• What is expected: Every line below should be duplicated exactly.
━━ Data for review ━━
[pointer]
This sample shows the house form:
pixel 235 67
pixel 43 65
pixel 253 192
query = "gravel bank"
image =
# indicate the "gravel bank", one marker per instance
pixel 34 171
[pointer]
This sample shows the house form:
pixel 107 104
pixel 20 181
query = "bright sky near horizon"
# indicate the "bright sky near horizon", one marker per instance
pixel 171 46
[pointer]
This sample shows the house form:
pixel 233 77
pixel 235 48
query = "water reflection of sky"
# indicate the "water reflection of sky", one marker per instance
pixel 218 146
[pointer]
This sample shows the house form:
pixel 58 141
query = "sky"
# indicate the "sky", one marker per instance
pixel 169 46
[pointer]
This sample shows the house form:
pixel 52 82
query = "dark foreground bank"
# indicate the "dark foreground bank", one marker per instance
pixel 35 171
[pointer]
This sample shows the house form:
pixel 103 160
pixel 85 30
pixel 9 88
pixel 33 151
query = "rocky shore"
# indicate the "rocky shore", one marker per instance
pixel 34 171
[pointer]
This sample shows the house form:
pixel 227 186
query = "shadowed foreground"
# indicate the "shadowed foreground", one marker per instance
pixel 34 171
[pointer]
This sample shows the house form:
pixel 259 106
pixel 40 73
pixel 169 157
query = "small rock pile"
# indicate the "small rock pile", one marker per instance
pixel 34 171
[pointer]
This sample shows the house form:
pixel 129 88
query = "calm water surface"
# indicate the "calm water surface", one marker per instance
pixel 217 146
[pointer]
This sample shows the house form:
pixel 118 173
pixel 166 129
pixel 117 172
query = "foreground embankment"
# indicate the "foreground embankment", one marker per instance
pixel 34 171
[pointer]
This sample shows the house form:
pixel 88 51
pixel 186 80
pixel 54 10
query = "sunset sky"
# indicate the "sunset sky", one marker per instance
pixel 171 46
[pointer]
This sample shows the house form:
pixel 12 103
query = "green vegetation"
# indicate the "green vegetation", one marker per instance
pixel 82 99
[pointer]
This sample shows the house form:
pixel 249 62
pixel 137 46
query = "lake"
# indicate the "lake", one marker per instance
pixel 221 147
━━━
• Answer box:
[pointer]
This sample shows the house form:
pixel 235 67
pixel 43 65
pixel 253 192
query = "gravel bank"
image =
# indicate the "gravel bank", one marker per instance
pixel 34 171
[pointer]
This sample shows the house form:
pixel 107 104
pixel 20 181
query = "bright sky near horizon"
# indicate the "bright sky near horizon", one marker per instance
pixel 171 46
[pointer]
This sample shows the house form:
pixel 233 77
pixel 235 48
query = "water reflection of sky"
# indicate the "water reflection of sky", one marker per instance
pixel 218 146
[pointer]
This sample shows the house form:
pixel 58 141
query = "sky"
# indicate the "sky", one marker per instance
pixel 169 46
[pointer]
This sample shows the house form:
pixel 52 82
query = "dark foreground bank"
# indicate the "dark foreground bank", one marker per instance
pixel 35 171
[pointer]
This sample shows the house form:
pixel 103 160
pixel 85 30
pixel 9 88
pixel 33 151
query = "rocky shore"
# indicate the "rocky shore", one marker per instance
pixel 34 171
[pointer]
This sample shows the house form:
pixel 227 186
query = "shadowed foreground"
# indicate the "shadowed foreground", one marker per instance
pixel 34 171
[pointer]
This sample shows the house form:
pixel 259 106
pixel 40 73
pixel 169 157
query = "small rock pile"
# indicate the "small rock pile", one marker per instance
pixel 34 171
[pointer]
This sample shows the house form:
pixel 129 88
query = "calm water surface"
# indicate the "calm water surface", one marker per instance
pixel 217 146
[pointer]
This sample shows the house form:
pixel 118 173
pixel 166 129
pixel 117 172
query = "foreground embankment"
# indicate the "foreground embankment", one marker per instance
pixel 34 171
[pointer]
This sample shows the house form:
pixel 88 51
pixel 186 80
pixel 54 10
query = "sunset sky"
# indicate the "sunset sky", one marker per instance
pixel 171 46
[pointer]
This sample shows the house form:
pixel 12 103
query = "green vegetation"
# indicate the "green vegetation", one marker per instance
pixel 82 99
[pointer]
This sample shows the house form:
pixel 249 62
pixel 137 46
query = "lake"
# indicate the "lake", one marker per instance
pixel 221 147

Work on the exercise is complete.